[Collection entries]
[Start of section]

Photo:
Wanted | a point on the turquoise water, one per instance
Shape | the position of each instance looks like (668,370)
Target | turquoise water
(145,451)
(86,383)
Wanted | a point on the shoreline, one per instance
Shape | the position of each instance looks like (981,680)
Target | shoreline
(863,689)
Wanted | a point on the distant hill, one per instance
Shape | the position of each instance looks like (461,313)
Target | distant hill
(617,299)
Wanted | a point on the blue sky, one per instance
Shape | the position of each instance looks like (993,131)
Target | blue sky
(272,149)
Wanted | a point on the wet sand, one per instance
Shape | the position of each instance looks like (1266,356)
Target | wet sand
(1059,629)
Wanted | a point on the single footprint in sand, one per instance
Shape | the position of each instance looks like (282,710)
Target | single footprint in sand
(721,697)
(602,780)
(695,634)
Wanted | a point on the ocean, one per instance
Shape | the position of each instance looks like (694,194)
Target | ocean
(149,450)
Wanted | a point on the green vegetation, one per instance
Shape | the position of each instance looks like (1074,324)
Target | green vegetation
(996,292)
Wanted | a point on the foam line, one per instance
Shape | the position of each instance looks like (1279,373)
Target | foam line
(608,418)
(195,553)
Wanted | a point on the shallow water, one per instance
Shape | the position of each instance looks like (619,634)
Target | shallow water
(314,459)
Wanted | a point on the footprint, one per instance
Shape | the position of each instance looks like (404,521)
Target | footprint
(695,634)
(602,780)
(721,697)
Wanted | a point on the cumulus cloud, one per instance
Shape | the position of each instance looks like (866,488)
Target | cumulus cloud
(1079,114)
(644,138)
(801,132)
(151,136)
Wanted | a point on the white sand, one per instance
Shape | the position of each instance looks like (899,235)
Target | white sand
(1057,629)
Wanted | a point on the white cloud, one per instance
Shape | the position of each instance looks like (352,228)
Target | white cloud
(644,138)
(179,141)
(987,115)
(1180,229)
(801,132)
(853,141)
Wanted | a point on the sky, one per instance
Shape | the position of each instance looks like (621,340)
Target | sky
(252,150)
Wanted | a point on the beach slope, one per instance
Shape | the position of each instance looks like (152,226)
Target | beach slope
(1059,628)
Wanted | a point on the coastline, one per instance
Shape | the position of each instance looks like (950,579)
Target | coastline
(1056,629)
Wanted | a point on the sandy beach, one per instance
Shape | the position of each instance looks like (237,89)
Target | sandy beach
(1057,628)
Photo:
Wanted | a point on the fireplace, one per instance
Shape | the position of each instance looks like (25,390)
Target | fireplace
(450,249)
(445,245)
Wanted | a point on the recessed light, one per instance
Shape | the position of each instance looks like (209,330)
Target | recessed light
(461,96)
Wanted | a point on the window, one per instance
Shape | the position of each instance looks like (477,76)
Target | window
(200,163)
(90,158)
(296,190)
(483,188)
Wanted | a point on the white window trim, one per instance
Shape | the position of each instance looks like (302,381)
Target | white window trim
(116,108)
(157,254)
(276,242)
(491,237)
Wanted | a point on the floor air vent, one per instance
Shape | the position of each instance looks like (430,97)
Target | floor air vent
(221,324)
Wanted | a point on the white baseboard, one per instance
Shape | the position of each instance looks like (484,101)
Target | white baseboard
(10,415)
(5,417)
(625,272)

[End of section]

→ **Task statement**
Set down the data exactly.

→ **Answer area**
Photo:
Wanted | a point on the turquoise water, one per instance
Shape | the position of each instance looks like (668,370)
Target | turquoise water
(145,451)
(86,383)
Wanted | a point on the shoreline, one per instance
Shape | the position of each instance looks like (981,680)
Target | shoreline
(863,689)
Wanted | a point on the distant hill, one per instance
Shape | the position of each instance looks like (461,313)
Target | distant hill
(617,299)
Wanted | a point on the blue sky, one per instance
Shape | the position of each instance looks like (993,131)
Target | blue sky
(272,149)
Wanted | a point on the wet sand, one per instance
Shape | the position of each instance looks like (1266,356)
Target | wet sand
(1059,629)
Wanted | a point on the single footprint in sand, one per instance
Shape | the position of each instance looks like (282,710)
Target | single footprint in sand
(721,697)
(602,780)
(695,634)
Wanted | a point on the ocean, one per instance
Shape | the position of each instance looks like (694,194)
Target | ocean
(149,450)
Wanted | a point on the green vegetation, one per instance
Shape | the position of each instance looks like (1074,324)
Target | green vegetation
(996,292)
Wanted | a point on the foam line, one per instance
Shape | the position of each instance looks like (1279,373)
Target | foam line
(608,418)
(195,553)
Wanted | a point on the shallow water, one per instance
Shape | the position of each instance looks like (619,634)
Target | shallow water
(314,459)
Wanted | a point on the footprint, one per instance
Shape | the position of each instance looks like (404,521)
Target | footprint
(695,634)
(602,780)
(721,697)
Wanted | a point on the cumulus cloud, one per instance
Shape | the position of each instance looks like (866,488)
Target | cumulus cloud
(1079,114)
(644,138)
(801,132)
(151,136)
Wanted | a point on the white sand, one per instance
Shape | the position of each instance looks like (899,235)
Target | white sand
(1057,629)
Wanted | a point on the white cloud, one per instance
Shape | the position of each instance looks like (352,228)
Target | white cloud
(644,138)
(179,141)
(987,115)
(1180,229)
(801,132)
(853,141)
Wanted | a point on the sky, one per instance
Shape | the position of each instance looks like (621,340)
Target | sky
(252,150)
Wanted | a point on the beach slope, one per instance
Shape | the position of each instance looks like (152,226)
Target | beach slope
(1059,628)
Wanted | a point on the coastline, one per instance
Shape | the position of each instance looks like (950,579)
Target | coastline
(1056,629)
Wanted | a point on the sandy beach, one per instance
Shape | the position of each instance looks like (237,89)
Target | sandy beach
(1057,628)
Photo:
Wanted | a point on the fireplace, one per instance
Shape | the position of each instance looks like (25,390)
Target | fireplace
(450,249)
(445,245)
Wanted | a point on the recessed light, one per instance
Shape | the position of each instance looks like (209,330)
Target | recessed light
(461,96)
Wanted | a point on the window, one per instance
Shape | the position of each instance looks like (477,76)
Target | window
(200,163)
(90,158)
(296,190)
(483,188)
Wanted | a point on the white window trim, one per instance
Shape | the position of each instance looks like (302,381)
Target | white window trim
(116,108)
(157,254)
(276,242)
(491,237)
Wanted | a point on the floor air vent, one per instance
Shape | the position of each instance looks like (430,97)
Target | floor air vent
(221,324)
Wanted | a point on the white baseboard, one per instance
Shape | the position of each instance looks like (484,101)
Target | white baseboard
(10,415)
(5,417)
(625,272)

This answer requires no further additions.